Written problem :: Please print every one of the rows below word for word, with no changes.

BEGIN Information given

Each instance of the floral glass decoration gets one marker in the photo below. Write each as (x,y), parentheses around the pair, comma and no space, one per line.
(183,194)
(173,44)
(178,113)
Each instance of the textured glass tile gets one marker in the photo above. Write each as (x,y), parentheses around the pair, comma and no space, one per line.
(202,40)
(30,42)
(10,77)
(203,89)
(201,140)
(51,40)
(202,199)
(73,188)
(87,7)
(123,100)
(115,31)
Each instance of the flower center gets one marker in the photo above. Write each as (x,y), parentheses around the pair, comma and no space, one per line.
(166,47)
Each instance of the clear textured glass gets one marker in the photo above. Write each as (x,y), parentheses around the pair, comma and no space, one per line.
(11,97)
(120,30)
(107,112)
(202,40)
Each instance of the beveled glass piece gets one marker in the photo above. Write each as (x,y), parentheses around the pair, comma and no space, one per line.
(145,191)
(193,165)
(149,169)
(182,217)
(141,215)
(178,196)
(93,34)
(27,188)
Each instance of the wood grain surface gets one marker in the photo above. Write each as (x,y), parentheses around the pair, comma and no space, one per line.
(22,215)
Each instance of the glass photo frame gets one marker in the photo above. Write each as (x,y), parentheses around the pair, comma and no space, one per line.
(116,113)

END Information given

Task result ::
Each instance of the floral glass decoration gets one marker in the photo below. Write each as (x,y), parentheses around the pair, comma and no space, one per line.
(183,194)
(173,44)
(178,113)
Each instance of the textured glass tile gets one marker in the photo above. Write each as (x,y), parentheses around the pair, comma and no space, one per line.
(202,40)
(30,42)
(10,77)
(203,89)
(201,140)
(51,40)
(202,199)
(73,188)
(87,7)
(123,100)
(115,31)
Each instance of the flower center gets one marker in the photo above. Write each as (x,y), parentheses around the pair, comma and no space, one per line.
(166,47)
Each instance of the clear textured glass gets one marker in the photo above. Write each as (x,y), parentheses around the pair, comma and no space, one per line.
(11,97)
(120,30)
(107,112)
(202,40)
Each instance of the beveled glass piece gets one marker in the photo above. Write each as (x,y), parentheses around the pair, comma and no space, one per line.
(145,191)
(193,165)
(149,169)
(182,217)
(141,215)
(178,196)
(93,34)
(27,188)
Each instance of the wood grain surface gets one marker in the photo above. Write each as (x,y), parentheses around the pair, comma and no space, one per line.
(22,215)
Each instance of the glass photo frame gets one marker in the photo above. Write each as (x,y), parentheses around the pair, comma and no space, one per line.
(116,113)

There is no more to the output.